An exact copy is needed of each line from the one including "The component shall indicate each instance of the bread crust" through the last line of the entries, both ends counted, with nothing added.

» TASK MATERIAL:
==============================
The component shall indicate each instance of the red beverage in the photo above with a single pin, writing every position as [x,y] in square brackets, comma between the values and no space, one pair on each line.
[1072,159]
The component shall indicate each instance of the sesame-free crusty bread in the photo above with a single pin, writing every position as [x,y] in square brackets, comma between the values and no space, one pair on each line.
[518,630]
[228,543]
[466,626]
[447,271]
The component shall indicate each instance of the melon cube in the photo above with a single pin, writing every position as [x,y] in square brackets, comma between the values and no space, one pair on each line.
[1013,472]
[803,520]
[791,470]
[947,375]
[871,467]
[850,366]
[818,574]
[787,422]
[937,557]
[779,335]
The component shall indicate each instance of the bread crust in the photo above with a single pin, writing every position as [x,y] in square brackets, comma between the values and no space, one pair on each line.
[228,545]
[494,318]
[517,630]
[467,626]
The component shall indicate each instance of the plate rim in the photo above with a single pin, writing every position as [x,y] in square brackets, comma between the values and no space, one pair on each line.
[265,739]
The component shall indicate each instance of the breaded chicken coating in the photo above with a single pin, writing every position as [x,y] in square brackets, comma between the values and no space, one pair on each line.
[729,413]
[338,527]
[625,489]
==============================
» TASK RESPONSE:
The component shall indicate each instance of the bread crust in the photo above with a single pin, writing every position as [x,y] in square brackets, comma between the values and no space, one pair on each line.
[228,545]
[494,318]
[517,630]
[467,626]
The component shall indicate each instance of the plate rim in the photo above with a single pin, writing every position as [x,y] in square brackets, comma between the values and no space, one pair on each line.
[265,739]
The component shall indicate each instance of the breaded chicken coating in the photo above with a single pin, writing every position as [x,y] in square brackets, comma between the values and no space, one pair on each line.
[729,413]
[338,527]
[625,489]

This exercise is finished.